■ **Passage**:
• • • • •

S&TC welcomes England’s NE salmon net closure

NE salmon net closure

S&TC welcomes the new Environment Agency byelaws which will close down the killing of Atlantic salmon in drift nets and coastal T&J nets on the north east coast of England, which follows lobbying from several fisheries NGOs over many years.

S&TC believe this is the correct decision in the interests of protecting and conserving salmon stocks and brings England into line with international salmon management obligations.

S&TC Campaigning

S&TC was closely involved in the closure of the Scottish coastal nets in 2016, via complaint to Europe under the EU Habitats Directive that Scotland was not managing its wild salmon stocks responsibly. The Scottish action left England in some embarrassment, in that these north east English nets exploited salmon bound for Scottish rivers anywhere between 30% (Yorkshire coast) and 70% (drift nets).

S&TC has also been heavily involved internationally as Co-Chair of the NGOs at the North Atlantic Salmon Conservation Organisation (NASCO), pressurising all countries still allowing exploitation of salmon stocks from more than one river system (Mixed Stock Fisheries) to close them down on management and conservation grounds.

Paul Knight, S&TC CEO, said,

“We are delighted with this decision to close the north east mixed stock fisheries for salmon, and congratulate the EA for taking this decisive action, which will allow thousands of wild salmon to run their natal rivers without fear of exploitation so that they can spawn future generations.
However, we must not forget that netsmen are having to give up some or all of their livelihoods under these new byelaws, which is never a welcome outcome, and so it is up to all anglers to show the highest possible restraint when salmon fishing so that they too play their part in conserving wild stocks.”
Knight added,
“We are concerned that sea trout will still be exploited in some of the north east coastal nets and we will be seeking more evidence in the near future as to the true status of English sea trout stocks.
With the fisheries management doubts over climate change and the evidence emerging of salmon and sea trout smolts being smaller because of it, and therefore having less chance of survival at sea, we need to take a precautionary approach now on all migratory salmon stocks, not wait until things get worse.”

The NE salmon net closure byelaws

The new byelaws will come into force on 1 January 2019, an important step in tackling the international decline in migratory salmon stocks. Salmon numbers are currently among the lowest on record and are below sustainable levels in many rivers.

S&TC welcome the new laws, which include:

  • Closing all commercial net fisheries for ‘At Risk’ and ‘Probably At Risk’ rivers (some fishing for sea trout will still be allowed). This will include all drift net fisheries;
  • Mandatory catch and release by anglers on the rivers that are classed as ‘At Risk’ to be introduced in June 2019. These are the Cumbrian Calder, Dorset Stour and Yealm;
  • Mandatory catch and release by anglers on the rivers that are listed as ‘Recovering Rivers’. These are rivers where salmon were effectively wiped out and small populations have re-established in recent years with improvements in water quality on mostly heavily polluted post-industrial catchments. Examples of these are the Mersey, Yorkshire Ouse;
  • Renewal of the 1998 Spring Salmon Byelaws. These protect the larger, early running salmon, and do not involve any new measures.

• • • • •

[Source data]
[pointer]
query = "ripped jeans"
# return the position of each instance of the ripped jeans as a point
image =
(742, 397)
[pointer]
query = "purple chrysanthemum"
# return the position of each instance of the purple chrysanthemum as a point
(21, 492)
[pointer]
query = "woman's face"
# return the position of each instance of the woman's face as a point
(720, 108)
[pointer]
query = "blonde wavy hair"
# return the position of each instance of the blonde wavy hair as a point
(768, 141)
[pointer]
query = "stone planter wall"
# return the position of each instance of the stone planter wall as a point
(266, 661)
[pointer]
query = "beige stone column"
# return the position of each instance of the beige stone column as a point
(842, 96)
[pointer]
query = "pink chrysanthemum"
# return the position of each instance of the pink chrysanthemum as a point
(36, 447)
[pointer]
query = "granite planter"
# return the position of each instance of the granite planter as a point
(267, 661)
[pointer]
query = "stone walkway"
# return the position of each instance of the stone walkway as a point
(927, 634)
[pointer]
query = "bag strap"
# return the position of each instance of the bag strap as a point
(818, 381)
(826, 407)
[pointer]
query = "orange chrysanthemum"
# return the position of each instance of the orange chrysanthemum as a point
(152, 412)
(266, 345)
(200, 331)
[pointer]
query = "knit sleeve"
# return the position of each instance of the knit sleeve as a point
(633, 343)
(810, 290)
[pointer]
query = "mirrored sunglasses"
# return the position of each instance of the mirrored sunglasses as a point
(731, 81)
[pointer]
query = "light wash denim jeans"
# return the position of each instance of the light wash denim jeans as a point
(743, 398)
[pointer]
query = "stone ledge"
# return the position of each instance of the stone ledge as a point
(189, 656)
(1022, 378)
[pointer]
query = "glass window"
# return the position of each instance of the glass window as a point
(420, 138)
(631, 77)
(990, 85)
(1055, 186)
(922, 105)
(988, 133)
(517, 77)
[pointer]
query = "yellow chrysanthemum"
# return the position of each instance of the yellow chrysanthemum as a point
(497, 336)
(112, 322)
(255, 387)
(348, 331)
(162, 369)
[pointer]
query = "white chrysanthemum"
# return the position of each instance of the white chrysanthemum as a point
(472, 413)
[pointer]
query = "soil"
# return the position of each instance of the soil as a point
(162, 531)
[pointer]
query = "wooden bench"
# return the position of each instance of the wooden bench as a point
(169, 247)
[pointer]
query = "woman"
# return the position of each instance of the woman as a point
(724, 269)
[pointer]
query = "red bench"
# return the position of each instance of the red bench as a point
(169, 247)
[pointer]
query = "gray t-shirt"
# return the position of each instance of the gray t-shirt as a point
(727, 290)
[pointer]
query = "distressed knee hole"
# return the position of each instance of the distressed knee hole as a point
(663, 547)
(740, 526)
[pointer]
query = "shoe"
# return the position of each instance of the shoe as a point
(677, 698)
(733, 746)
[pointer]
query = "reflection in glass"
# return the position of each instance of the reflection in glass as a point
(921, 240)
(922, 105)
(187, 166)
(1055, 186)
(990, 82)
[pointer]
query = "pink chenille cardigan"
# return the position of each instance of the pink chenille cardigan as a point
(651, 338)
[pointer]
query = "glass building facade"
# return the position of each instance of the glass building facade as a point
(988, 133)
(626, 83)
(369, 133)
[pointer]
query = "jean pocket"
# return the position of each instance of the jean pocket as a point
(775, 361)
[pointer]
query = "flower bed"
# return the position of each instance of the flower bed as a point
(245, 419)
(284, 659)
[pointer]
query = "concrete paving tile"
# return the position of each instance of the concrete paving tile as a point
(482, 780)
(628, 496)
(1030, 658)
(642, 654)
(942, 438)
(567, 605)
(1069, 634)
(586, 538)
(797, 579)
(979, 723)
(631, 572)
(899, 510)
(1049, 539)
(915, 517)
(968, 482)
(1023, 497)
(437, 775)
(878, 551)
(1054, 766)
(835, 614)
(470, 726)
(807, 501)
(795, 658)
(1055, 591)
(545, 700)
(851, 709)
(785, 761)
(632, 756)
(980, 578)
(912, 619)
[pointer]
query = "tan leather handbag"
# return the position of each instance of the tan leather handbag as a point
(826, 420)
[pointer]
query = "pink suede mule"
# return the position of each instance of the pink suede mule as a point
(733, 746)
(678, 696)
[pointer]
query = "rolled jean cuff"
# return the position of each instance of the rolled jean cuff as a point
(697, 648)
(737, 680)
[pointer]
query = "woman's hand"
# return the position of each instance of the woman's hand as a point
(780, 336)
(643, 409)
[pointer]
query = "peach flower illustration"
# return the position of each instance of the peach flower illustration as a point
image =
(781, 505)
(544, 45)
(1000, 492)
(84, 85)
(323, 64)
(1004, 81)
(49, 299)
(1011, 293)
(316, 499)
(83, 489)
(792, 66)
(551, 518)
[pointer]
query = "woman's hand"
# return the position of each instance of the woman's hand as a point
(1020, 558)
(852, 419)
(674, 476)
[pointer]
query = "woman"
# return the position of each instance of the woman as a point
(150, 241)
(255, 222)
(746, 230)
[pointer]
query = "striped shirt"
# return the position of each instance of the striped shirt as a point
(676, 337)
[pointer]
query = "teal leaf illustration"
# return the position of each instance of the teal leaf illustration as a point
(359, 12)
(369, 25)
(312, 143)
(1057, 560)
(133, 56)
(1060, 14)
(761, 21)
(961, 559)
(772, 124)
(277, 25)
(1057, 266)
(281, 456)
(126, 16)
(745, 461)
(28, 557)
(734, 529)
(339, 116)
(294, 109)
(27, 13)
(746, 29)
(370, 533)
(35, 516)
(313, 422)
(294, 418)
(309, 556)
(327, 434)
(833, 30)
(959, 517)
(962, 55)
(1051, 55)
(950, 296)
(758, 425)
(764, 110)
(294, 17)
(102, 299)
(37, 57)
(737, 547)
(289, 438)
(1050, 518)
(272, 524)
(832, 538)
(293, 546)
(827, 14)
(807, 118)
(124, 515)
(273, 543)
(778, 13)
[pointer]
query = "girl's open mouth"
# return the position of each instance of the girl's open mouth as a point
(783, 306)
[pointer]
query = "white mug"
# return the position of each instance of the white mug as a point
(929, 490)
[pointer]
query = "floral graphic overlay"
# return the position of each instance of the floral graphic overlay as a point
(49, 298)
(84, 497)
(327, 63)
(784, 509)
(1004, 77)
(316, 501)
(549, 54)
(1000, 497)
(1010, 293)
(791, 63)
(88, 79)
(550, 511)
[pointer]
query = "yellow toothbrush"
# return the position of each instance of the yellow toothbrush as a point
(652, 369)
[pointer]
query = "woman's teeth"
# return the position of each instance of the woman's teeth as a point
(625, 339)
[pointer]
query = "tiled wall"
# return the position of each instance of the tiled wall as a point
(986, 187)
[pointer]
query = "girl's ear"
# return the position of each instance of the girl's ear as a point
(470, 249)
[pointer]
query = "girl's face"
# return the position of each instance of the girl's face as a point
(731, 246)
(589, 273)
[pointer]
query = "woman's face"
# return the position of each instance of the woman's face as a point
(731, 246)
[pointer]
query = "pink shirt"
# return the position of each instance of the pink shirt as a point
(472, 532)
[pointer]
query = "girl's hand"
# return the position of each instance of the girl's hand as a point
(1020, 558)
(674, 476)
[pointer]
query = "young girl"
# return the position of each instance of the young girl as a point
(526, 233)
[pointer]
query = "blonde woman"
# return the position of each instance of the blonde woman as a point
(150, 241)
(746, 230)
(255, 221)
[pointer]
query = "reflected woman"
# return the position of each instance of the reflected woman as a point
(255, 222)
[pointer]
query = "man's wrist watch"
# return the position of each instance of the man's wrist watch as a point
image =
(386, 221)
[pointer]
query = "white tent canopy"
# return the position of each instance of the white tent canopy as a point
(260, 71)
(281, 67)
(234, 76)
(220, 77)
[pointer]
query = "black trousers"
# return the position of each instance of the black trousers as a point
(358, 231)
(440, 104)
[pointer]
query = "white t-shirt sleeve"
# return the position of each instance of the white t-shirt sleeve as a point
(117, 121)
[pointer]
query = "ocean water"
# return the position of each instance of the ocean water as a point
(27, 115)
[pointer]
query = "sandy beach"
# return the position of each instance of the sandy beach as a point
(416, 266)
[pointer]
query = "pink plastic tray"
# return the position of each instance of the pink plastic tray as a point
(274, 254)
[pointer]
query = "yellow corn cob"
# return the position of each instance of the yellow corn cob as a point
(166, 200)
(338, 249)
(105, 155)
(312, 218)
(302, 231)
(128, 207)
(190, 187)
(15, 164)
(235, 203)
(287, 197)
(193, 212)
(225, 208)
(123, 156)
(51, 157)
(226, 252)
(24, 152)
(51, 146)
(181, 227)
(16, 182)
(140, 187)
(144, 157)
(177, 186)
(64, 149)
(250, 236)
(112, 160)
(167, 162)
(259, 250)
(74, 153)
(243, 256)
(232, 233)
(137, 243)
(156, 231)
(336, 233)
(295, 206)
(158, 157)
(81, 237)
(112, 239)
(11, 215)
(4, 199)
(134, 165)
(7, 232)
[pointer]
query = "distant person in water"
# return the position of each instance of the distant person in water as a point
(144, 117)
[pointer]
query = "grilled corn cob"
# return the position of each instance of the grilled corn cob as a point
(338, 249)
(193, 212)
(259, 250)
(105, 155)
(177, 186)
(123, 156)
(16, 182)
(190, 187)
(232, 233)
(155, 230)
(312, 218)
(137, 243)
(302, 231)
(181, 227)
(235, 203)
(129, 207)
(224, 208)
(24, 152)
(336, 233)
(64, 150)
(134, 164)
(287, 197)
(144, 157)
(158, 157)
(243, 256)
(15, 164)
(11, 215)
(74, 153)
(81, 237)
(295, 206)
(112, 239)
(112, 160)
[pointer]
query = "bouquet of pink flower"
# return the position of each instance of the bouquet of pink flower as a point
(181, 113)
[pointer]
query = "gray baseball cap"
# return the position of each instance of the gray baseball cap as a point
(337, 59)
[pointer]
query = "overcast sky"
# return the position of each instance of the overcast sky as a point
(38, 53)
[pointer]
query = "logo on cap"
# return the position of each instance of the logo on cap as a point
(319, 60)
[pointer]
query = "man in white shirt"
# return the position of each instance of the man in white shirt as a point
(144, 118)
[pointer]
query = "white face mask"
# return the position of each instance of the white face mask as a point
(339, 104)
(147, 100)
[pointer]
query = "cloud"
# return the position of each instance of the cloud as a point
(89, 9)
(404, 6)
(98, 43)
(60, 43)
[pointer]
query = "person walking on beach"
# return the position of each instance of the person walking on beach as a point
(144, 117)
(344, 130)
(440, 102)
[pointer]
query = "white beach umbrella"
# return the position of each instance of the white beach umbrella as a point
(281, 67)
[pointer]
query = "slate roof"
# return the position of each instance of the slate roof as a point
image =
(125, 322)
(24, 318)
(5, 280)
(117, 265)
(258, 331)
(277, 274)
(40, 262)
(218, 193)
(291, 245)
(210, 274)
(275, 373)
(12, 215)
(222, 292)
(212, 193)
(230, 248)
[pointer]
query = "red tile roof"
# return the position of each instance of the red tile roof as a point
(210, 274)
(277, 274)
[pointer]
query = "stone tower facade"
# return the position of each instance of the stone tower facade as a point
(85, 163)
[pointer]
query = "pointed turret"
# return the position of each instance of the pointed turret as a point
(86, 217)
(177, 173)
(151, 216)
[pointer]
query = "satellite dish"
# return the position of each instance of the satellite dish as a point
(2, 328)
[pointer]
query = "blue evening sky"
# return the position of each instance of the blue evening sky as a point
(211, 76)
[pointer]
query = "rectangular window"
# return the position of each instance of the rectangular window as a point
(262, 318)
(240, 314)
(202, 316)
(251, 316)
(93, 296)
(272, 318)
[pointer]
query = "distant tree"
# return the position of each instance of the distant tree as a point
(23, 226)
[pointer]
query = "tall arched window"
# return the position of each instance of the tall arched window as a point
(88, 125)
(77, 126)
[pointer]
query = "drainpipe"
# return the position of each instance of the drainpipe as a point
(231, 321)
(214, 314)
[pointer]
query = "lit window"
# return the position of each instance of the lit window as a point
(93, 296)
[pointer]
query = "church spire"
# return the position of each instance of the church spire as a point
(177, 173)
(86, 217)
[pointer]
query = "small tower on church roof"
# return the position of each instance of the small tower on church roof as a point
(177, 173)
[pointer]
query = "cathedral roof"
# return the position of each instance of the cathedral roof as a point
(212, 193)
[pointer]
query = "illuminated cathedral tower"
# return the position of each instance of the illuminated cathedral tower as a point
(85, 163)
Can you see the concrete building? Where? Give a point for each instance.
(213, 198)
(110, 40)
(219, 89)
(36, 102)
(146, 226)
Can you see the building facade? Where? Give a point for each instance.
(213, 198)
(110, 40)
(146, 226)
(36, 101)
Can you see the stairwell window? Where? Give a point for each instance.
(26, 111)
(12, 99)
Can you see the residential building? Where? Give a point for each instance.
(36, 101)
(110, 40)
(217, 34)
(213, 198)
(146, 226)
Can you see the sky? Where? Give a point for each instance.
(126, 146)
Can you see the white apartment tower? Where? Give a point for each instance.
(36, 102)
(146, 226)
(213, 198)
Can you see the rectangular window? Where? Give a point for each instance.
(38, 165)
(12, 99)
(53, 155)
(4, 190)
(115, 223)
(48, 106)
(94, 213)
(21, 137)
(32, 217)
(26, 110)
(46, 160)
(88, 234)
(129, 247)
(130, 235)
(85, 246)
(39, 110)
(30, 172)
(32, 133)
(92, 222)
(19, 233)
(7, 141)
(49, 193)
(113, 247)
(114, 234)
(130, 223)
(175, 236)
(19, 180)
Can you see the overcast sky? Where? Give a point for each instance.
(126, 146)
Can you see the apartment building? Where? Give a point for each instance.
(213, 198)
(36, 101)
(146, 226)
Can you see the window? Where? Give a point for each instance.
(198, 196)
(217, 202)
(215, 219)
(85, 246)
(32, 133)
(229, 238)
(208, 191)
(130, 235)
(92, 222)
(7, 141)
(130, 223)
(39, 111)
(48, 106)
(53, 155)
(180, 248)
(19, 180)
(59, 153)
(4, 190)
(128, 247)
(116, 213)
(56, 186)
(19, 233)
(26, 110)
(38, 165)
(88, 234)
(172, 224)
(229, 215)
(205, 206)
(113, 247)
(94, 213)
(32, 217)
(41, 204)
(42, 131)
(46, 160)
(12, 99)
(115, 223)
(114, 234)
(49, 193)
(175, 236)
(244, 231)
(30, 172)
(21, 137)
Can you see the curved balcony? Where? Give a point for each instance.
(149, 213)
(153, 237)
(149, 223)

• • • • •

■ **Problem statement**:
In the salmon net closure article, on what date do the new byelaws come into force?

■ **Task result**:
1 January 2019